Written request → Reproduce all of the rows below in full, requests included, and shift every bounding-box coordinate in the answers up by 67 while leaving the numbers in the requests and their format samples unchanged. Leave the pictures out of your reply.

Exercise data →
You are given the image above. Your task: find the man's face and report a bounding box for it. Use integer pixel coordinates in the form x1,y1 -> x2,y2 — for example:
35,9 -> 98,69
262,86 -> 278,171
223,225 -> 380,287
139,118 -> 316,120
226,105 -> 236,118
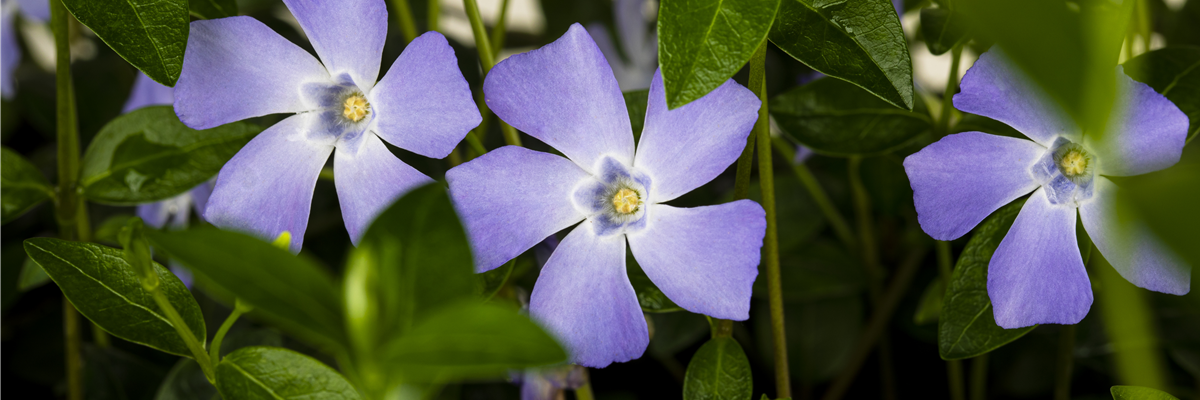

Task output →
You are given the image above. Your task: find the man's face and report a bounding box for it. Use integer pixel coordinates in the form x1,y1 -> x2,y2 — for example:
35,9 -> 98,69
262,86 -> 278,171
223,225 -> 380,287
139,118 -> 316,120
293,172 -> 303,185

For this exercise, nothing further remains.